Brief
Each line from the one that contains "find | broad green leaf" to the end of the material must be set down exactly, and no line before it.

Supplied records
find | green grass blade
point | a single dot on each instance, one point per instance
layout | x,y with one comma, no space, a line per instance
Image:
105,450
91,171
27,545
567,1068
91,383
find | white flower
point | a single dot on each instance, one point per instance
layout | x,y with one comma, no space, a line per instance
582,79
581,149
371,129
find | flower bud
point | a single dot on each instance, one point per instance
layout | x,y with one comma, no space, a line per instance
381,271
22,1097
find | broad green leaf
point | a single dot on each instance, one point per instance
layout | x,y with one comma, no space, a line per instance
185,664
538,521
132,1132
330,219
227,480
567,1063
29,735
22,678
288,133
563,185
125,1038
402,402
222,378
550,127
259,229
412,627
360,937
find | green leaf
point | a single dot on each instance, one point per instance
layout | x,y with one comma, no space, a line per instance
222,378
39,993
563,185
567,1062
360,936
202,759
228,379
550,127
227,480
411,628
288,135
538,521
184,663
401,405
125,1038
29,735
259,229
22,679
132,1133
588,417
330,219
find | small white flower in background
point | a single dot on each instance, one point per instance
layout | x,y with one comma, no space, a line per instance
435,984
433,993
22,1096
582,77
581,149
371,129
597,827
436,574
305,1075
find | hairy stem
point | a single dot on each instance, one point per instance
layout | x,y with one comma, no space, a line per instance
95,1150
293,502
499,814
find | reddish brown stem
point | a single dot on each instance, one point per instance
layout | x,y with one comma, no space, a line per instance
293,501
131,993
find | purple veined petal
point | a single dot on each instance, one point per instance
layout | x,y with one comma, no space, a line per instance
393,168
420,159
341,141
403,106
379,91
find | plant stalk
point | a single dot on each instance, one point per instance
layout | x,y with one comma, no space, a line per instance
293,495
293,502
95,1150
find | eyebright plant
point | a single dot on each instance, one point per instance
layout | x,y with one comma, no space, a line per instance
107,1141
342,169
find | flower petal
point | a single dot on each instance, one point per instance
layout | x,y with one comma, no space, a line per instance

Correct response
find | broad green leaf
point | a single dot on each instance, one point per instance
layout | x,y with one comma, no space, a line per instance
185,664
538,521
132,1132
330,219
227,480
567,1063
29,735
22,678
288,133
563,185
125,1038
402,402
222,378
550,127
259,229
412,627
360,937
find | green leaf
point | a single dot on each instance, one point per instance
layout | x,y with one comma, no space, a line per instance
222,378
39,993
563,185
567,1062
360,936
202,759
228,379
550,127
227,480
411,628
288,135
538,521
184,663
401,405
125,1038
29,735
259,229
22,679
132,1133
588,417
330,219
find | small white flower in background
point | a single dot on each instance, one point per instance
layout | x,y with one comma, no space, a line per instance
435,984
433,993
22,1096
582,77
581,149
371,129
597,827
436,574
305,1075
find | hairy stem
point | a single dot on each instance, one point per instance
layout | x,y with one comma, no space, a line per instance
95,1150
293,502
499,814
find | reddish brown stem
point | a single dot on each instance, one point per instance
layout | x,y with one comma, no space, a line per instance
293,501
131,993
find | purple veined petal
point | a single dot on each instance, one point per instance
layout | x,y with one comma, no space, a line per instance
393,168
420,159
341,141
403,106
379,91
find | plant stalk
point | a single dot on each instance, one point per instance
layout | x,y with one comma, no space, a line per instance
293,495
293,502
95,1150
find | eyebright plant
point | a single dot on each instance, one point per instance
layout | x,y with one comma, no space, a line per instance
107,1141
342,169
find | flower petal
point | a single dot on each instance, one point per instance
layout | x,y with one comma, no space, a line per instance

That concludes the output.